◆ **SELECTED PASSAGE**
Convert bytes object to string object in python-CodePudding

python code

#!python3

import sys
import os.path
import codecs

if not os.path.exists(sys.argv[1]):
    print("File does not exist: "   sys.argv[1])
    sys.exit(1)
file_name = sys.argv[1]

with codecs.open(file_name, 'rb', errors='ignore') as file:
    file_contents = file.readlines()

for line_content in file_contents:
    print(type(line_content))
    line_content = codecs.decode(line_content)
    print(line_content)
    print(type(line_content))

File content : Log.txt

b'\x03\x00\x00\x00\xc3\x8a\xc3\xacRb\x00\x00\x00\x00042284899:ATBADSFASF:DSF456582:US\r\n1'

Output:

python3 file_convert.py Log.txt                                                                                                                                               ✔  19:08:22 
<class 'bytes'>
b'\x03\x00\x00\x00\xc3\x8a\xc3\xacRb\x00\x00\x00\x00042284899:ATBADSFASF:DSF456582:US\r\n1'
<class 'str'>

I tried all the below methods

line_content = line_content.decode('UTF-8')
line_content = line_content.decode()
line_content = codecs.decode(line_content, 'UTF-8')

Is there any other way to handle this?
The line_content variable still holds the byte data and only the type changes to str which is kind off confusing.

CodePudding user response：

The data in Log.txt is the string representation of a python Bytes object. That is odd but we can deal with it. Since its a Bytes literal, evaluate it, which converts it to a real python Bytes object. Now there is still a question of what its encoding is.

I don't see any advantage to using codecs.open. That's a way to read unicode files in python 2.7, not usually needed in python 3. Guessing UTF-8, your code would be

#!python3

import sys
import os
import ast

if not os.path.exists(sys.argv[1]):
    print("File does not exist: "   sys.argv[1])
    sys.exit(1)
file_name = sys.argv[1]

with open(file_name) as file:
    file_contents = file.readlines()

for line_content in file_contents:
    print(type(line_content))
    line_content = ast.literal_eval(line_content).decode("utf-8")
    print(line_content)
    print(type(line_content))

CodePudding user response：

I think it's a list not a string. Whenever you look at byte-string started with \ (reverse backslash), it's potentially a list

try this

decoded_line_content = list(line_content)

◆ **DIRECTION 1**
Identify each line in the rows that contains the string "woman", and copy every such line.

◆ **Excerpts from point annotation data**
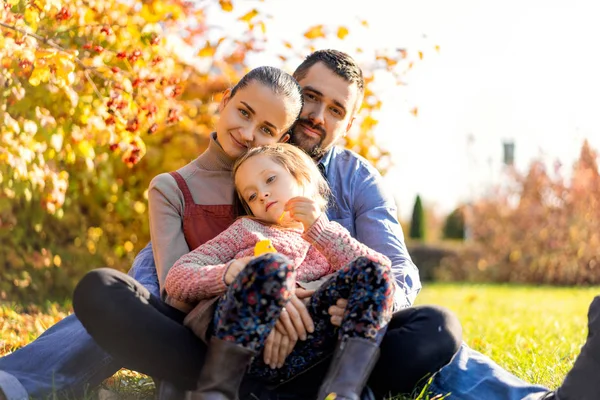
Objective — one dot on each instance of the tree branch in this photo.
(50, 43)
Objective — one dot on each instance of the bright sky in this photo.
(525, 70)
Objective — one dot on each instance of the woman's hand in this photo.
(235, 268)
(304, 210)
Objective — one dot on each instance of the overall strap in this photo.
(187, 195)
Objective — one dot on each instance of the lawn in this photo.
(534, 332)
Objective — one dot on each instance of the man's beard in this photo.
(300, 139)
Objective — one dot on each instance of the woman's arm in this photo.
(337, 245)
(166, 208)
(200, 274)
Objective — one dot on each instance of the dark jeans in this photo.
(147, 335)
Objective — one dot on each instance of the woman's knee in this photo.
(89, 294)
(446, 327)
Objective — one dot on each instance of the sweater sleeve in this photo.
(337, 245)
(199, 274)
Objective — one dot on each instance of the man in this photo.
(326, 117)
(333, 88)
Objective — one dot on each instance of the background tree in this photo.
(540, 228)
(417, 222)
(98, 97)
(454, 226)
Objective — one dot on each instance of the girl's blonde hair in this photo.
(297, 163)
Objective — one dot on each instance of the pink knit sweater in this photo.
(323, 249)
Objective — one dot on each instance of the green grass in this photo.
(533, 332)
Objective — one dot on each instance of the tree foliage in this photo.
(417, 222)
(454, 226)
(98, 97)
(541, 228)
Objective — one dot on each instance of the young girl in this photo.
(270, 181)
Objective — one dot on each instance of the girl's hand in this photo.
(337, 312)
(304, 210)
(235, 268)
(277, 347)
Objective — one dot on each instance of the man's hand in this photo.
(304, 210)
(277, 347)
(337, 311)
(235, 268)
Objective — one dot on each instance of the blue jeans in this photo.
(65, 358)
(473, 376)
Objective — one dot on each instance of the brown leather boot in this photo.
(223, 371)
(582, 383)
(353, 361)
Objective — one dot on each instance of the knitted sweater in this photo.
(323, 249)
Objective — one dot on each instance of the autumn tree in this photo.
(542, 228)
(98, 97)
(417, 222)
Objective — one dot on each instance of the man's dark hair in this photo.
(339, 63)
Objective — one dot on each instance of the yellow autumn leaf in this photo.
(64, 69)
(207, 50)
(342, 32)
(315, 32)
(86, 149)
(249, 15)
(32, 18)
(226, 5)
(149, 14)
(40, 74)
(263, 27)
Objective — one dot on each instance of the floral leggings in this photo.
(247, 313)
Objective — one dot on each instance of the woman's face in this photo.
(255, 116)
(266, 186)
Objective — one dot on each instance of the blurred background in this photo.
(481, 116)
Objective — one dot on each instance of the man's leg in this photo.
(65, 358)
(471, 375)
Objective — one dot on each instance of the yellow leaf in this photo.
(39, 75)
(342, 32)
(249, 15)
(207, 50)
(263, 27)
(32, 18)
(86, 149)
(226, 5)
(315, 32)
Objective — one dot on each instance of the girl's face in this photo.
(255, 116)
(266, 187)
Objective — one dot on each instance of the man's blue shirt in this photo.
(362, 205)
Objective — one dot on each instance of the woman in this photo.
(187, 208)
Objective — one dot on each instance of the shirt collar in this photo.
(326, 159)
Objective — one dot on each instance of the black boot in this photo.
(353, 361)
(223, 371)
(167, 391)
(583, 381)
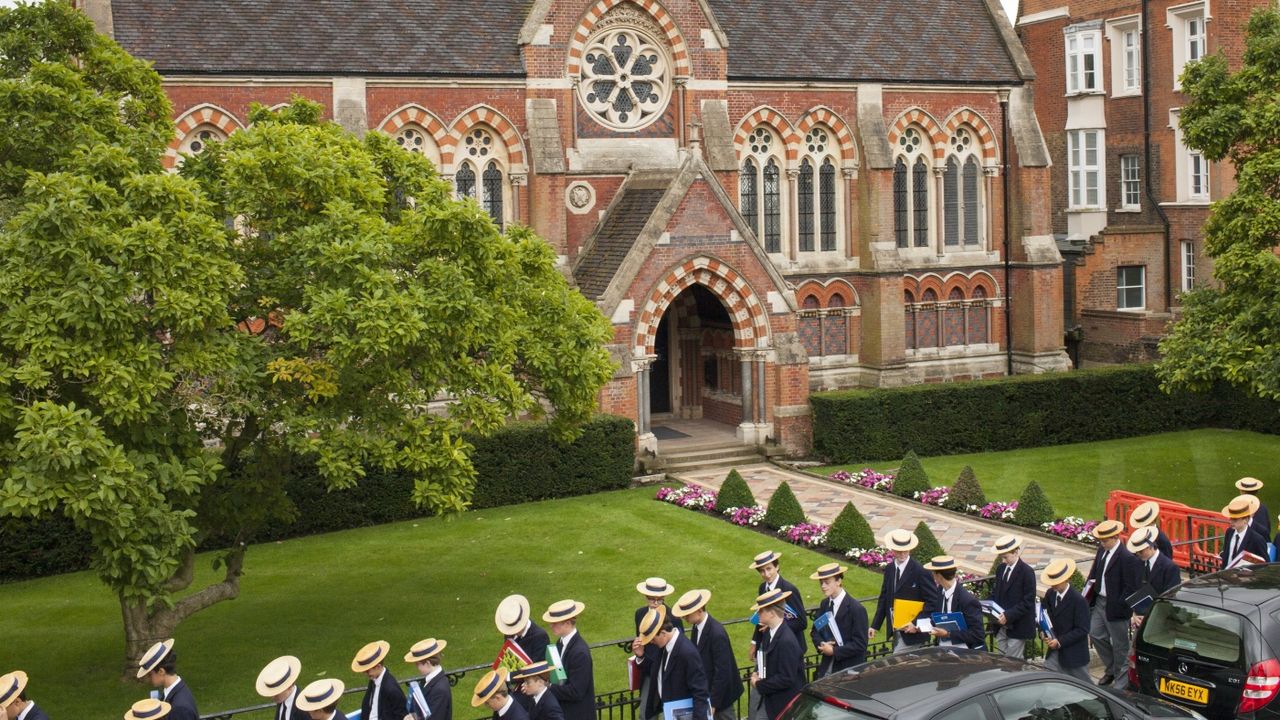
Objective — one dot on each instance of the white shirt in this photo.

◆ **DIRECTION 2**
List each module name that follows an import statement in the bytes-to-string thread, giving each name once.

◆ **RESULT 1**
Objective — one dot on each instance of the woman's hand in this photo.
Objective — one dot on each instance of the woman's arm in this photo.
Objective — one dot on each instance of the woman's knee in this photo.
Objective — one dot on each instance of the woman's face in this photo.
Objective — one dot on each instance of the woman in this photo.

◆ **RESULT 2**
sys, os.path, codecs, os, ast